やること: 大学のリストラについての文章のうち、「大学を運営する学校法人奈良学」から始まって「団体交渉を進めるはずだった。」で終わる部分を、一字も変えずに打ち直してください。

元の文章:
● ● ●

しかし、新設する2学部は設置が認可されたが、「現代社会学部」は要件を満たしていないとして文部科学省から同年8月に「警告」を受けた。すると、法人は申請をやり直すのではなく、すぐさま申請を取り下げてしまった。
「現代社会学部」を申請する時点では、再編が成立しない時にはビジネス学部と情報学部に戻して募集を継続することを、教授会だけでなく、理事会も大学評議会も決議していた。申請を取り下げても、既存の2学部は存続するはずだった。
ところがこの年の11月、法人は突然、教員向けの説明会を開催。ビジネス学部と情報学部の廃止を告げるとともに、教員約40人に対し転退職を迫ったのだ。
法人側は「警備員なら雇う」
川本さんは、法人側の説明に唖然とした。2学部を廃止することも、自分たちがリストラされることも、まったく想像していなかったからだ。
法人側が説明した解雇の理由は「過員」。新設の2学部のために、すでに約40人の教員を新規に採用していたので、教員が多すぎるというのだ。しかし既存の2学部を廃止するのは法人側の一方的な決定であり、教員にとって「過員」という理由は納得できるものではなかった。さらに、この説明会で法人側が言い放った言葉に川本さんは驚いた。
「法人側は私たちに、警備員なら雇用継続が可能だと言いました。この発言には耳を疑いました。既存の学部を残すという決定があったにもかかわらずリストラをするのは、道義的にも許されることではありませんし、教育機関とは思えない行為です」
大学を運営する学校法人奈良学園は、幼稚園から大学まで10の学校を運営し、約200億円を超える流動資産を保有。ここ10年間で300億円以上の設備投資もしている。経営難を理由としない大量リストラは異例だ。
このリストラを止めようと、川本さんらは教職員組合を結成して、奈良県労働委員会にあっせんを申請。16年7月には、奈良県労働委員会から「互いの主張を真摯に受け止め、早期に問題解決が図られるよう努力する」ことと、「労使双方は組合員の雇用継続・転退職等の具体的な処遇について、誠実に協議する」とのあっせん案が示された。労使双方がこのあっせんに合意し、団体交渉を進めるはずだった。

● ● ●

渡された情報:
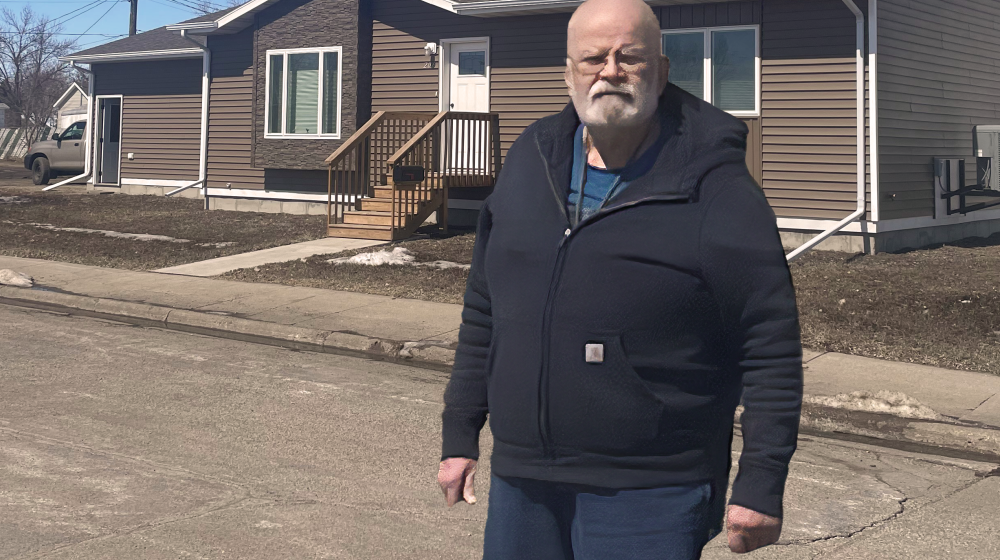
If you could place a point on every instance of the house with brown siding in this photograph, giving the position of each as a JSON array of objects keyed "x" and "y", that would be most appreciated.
[{"x": 313, "y": 105}]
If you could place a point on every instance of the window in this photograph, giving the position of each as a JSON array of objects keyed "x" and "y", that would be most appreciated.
[
  {"x": 303, "y": 93},
  {"x": 718, "y": 65},
  {"x": 74, "y": 131}
]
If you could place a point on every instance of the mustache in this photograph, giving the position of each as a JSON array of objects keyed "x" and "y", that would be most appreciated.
[{"x": 605, "y": 88}]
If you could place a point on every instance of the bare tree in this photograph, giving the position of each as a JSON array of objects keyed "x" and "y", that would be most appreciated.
[
  {"x": 31, "y": 75},
  {"x": 209, "y": 6}
]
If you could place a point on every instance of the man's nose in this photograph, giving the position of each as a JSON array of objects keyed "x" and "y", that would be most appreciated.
[{"x": 612, "y": 70}]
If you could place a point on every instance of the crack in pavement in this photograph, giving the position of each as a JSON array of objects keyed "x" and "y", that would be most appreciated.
[
  {"x": 151, "y": 525},
  {"x": 120, "y": 456},
  {"x": 882, "y": 522}
]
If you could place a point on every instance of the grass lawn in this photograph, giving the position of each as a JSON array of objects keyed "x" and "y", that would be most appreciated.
[
  {"x": 938, "y": 306},
  {"x": 208, "y": 234}
]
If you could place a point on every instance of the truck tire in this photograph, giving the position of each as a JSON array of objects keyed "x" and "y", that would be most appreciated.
[{"x": 40, "y": 171}]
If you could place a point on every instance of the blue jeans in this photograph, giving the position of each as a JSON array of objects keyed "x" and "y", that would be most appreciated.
[{"x": 535, "y": 519}]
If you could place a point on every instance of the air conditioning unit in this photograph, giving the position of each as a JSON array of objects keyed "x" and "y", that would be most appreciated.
[{"x": 986, "y": 148}]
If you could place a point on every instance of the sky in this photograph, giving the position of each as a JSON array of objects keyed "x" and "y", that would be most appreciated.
[{"x": 93, "y": 22}]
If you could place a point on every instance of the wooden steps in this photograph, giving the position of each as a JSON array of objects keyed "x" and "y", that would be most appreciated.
[
  {"x": 355, "y": 231},
  {"x": 373, "y": 219}
]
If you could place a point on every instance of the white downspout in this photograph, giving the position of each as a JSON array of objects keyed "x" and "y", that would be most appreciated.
[
  {"x": 206, "y": 79},
  {"x": 91, "y": 127},
  {"x": 873, "y": 104},
  {"x": 860, "y": 17}
]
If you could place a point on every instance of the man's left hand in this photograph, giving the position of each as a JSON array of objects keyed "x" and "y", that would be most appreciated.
[{"x": 749, "y": 530}]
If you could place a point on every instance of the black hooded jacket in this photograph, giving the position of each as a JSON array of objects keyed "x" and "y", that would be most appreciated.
[{"x": 680, "y": 280}]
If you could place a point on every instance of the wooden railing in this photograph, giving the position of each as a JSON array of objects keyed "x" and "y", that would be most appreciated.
[
  {"x": 359, "y": 165},
  {"x": 456, "y": 149}
]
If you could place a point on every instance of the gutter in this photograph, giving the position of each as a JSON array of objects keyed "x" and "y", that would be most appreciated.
[
  {"x": 873, "y": 104},
  {"x": 206, "y": 80},
  {"x": 91, "y": 122},
  {"x": 138, "y": 55},
  {"x": 860, "y": 211}
]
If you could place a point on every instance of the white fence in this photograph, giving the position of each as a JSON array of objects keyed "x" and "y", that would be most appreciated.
[{"x": 14, "y": 142}]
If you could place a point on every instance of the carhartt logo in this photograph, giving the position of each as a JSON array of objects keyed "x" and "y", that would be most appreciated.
[{"x": 594, "y": 353}]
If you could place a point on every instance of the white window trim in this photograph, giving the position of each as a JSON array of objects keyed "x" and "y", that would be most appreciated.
[
  {"x": 284, "y": 92},
  {"x": 709, "y": 78}
]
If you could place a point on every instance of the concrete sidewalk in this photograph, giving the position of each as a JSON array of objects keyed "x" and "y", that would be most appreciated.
[
  {"x": 285, "y": 253},
  {"x": 965, "y": 405}
]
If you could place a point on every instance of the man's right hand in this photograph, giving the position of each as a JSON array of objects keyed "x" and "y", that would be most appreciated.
[{"x": 456, "y": 475}]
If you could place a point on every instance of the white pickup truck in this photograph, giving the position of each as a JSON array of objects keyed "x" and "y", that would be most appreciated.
[{"x": 62, "y": 155}]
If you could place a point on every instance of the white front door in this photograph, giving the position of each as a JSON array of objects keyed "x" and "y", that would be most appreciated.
[
  {"x": 469, "y": 91},
  {"x": 469, "y": 79}
]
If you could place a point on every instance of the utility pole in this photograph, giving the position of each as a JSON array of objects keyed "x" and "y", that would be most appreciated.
[{"x": 132, "y": 16}]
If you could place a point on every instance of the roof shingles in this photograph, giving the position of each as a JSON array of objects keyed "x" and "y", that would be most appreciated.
[{"x": 159, "y": 39}]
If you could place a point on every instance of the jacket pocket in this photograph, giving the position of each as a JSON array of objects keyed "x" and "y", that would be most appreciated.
[{"x": 599, "y": 406}]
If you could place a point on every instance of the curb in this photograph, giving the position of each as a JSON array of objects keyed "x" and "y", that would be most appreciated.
[
  {"x": 425, "y": 354},
  {"x": 948, "y": 438},
  {"x": 952, "y": 438}
]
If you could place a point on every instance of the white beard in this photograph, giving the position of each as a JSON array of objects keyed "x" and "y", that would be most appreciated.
[{"x": 615, "y": 111}]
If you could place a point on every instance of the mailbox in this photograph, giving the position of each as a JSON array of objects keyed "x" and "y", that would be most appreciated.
[{"x": 407, "y": 174}]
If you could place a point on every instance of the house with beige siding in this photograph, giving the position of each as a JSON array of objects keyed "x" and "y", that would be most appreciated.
[{"x": 332, "y": 105}]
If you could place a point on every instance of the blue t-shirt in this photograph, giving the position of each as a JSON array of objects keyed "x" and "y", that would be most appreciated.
[{"x": 603, "y": 184}]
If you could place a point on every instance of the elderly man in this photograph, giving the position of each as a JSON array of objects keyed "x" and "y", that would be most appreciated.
[{"x": 628, "y": 287}]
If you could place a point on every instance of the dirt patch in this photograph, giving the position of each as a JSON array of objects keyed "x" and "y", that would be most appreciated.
[
  {"x": 404, "y": 281},
  {"x": 938, "y": 306},
  {"x": 51, "y": 226},
  {"x": 13, "y": 174}
]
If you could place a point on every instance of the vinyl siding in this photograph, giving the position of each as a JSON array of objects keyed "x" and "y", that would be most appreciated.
[
  {"x": 722, "y": 14},
  {"x": 809, "y": 108},
  {"x": 937, "y": 78},
  {"x": 527, "y": 59},
  {"x": 161, "y": 116},
  {"x": 294, "y": 24},
  {"x": 231, "y": 106}
]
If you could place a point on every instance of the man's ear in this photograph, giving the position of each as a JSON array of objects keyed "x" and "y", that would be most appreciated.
[{"x": 664, "y": 71}]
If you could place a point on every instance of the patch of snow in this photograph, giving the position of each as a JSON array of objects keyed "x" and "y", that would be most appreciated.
[
  {"x": 10, "y": 278},
  {"x": 398, "y": 256},
  {"x": 883, "y": 402}
]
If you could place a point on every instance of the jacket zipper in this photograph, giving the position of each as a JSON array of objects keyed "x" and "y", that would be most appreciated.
[{"x": 543, "y": 381}]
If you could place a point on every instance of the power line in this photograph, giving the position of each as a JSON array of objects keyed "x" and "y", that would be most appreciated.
[
  {"x": 98, "y": 19},
  {"x": 173, "y": 6},
  {"x": 62, "y": 34},
  {"x": 85, "y": 9},
  {"x": 87, "y": 44},
  {"x": 188, "y": 4}
]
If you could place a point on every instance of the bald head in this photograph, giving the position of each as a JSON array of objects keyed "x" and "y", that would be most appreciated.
[
  {"x": 633, "y": 18},
  {"x": 615, "y": 69}
]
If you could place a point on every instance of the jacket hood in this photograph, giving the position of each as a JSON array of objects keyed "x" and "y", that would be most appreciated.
[{"x": 701, "y": 138}]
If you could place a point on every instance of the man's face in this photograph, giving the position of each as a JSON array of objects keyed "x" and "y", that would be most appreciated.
[{"x": 615, "y": 75}]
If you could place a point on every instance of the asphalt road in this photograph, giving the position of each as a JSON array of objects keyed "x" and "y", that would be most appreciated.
[{"x": 122, "y": 442}]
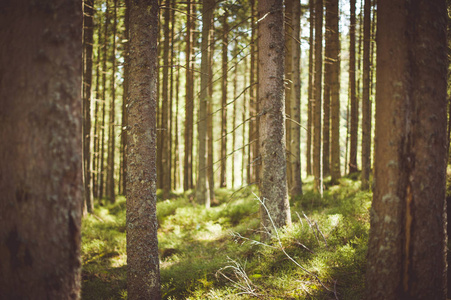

● ● ●

答え:
大学を運営する学校法人奈良学園は、幼稚園から大学まで10の学校を運営し、約200億円を超える流動資産を保有。ここ10年間で300億円以上の設備投資もしている。経営難を理由としない大量リストラは異例だ。
このリストラを止めようと、川本さんらは教職員組合を結成して、奈良県労働委員会にあっせんを申請。16年7月には、奈良県労働委員会から「互いの主張を真摯に受け止め、早期に問題解決が図られるよう努力する」ことと、「労使双方は組合員の雇用継続・転退職等の具体的な処遇について、誠実に協議する」とのあっせん案が示された。労使双方がこのあっせんに合意し、団体交渉を進めるはずだった。